## ABOUT THIS TASK
Count the lines of the records below that contain the string "before", with case counting, and reply with the number alone.

•••

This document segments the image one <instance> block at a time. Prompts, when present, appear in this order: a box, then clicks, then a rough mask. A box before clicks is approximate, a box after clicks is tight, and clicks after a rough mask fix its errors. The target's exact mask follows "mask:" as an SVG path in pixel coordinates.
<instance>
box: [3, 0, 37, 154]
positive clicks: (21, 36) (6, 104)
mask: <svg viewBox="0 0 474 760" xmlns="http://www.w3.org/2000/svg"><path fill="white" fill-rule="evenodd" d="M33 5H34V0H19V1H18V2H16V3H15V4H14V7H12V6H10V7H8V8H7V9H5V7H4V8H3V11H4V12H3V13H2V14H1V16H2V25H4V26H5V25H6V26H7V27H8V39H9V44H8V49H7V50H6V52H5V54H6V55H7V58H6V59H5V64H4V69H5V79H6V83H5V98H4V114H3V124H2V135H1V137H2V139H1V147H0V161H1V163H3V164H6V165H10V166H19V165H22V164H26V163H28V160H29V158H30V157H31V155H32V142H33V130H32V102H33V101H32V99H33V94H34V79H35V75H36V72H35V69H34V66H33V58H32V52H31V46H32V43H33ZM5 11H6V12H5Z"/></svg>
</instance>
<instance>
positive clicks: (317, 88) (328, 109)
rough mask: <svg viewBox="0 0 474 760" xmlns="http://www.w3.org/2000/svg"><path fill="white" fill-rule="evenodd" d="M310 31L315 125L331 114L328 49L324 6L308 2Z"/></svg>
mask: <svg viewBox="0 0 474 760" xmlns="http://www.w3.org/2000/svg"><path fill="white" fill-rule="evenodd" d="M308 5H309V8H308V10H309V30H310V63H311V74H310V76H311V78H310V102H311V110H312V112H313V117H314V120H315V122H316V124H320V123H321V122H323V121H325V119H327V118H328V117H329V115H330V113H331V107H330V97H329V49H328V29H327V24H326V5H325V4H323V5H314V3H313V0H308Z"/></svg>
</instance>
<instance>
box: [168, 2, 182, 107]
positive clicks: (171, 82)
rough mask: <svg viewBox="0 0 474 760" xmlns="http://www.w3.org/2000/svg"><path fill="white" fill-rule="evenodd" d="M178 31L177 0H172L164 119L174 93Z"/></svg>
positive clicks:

•••

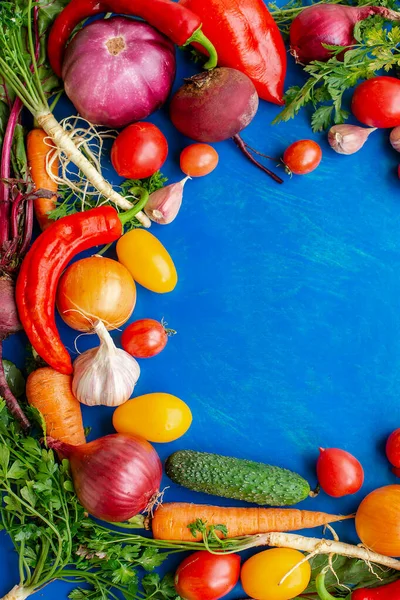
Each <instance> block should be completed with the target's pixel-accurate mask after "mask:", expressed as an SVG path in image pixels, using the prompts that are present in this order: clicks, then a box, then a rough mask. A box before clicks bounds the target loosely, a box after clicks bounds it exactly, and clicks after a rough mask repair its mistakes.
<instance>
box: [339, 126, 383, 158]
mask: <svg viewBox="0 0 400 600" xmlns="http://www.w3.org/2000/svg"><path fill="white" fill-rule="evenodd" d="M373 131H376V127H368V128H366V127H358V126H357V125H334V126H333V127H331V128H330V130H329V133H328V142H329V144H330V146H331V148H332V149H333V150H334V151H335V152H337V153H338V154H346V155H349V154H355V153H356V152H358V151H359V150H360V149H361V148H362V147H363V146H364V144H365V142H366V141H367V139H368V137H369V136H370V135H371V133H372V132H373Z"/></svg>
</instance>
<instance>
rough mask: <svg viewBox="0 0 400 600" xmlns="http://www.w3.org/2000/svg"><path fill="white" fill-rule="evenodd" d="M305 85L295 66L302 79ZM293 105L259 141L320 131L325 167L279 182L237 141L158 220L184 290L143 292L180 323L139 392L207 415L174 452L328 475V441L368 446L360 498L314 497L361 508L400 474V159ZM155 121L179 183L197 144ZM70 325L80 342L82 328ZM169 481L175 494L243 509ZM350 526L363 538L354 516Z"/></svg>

•••

## ANSWER BOX
2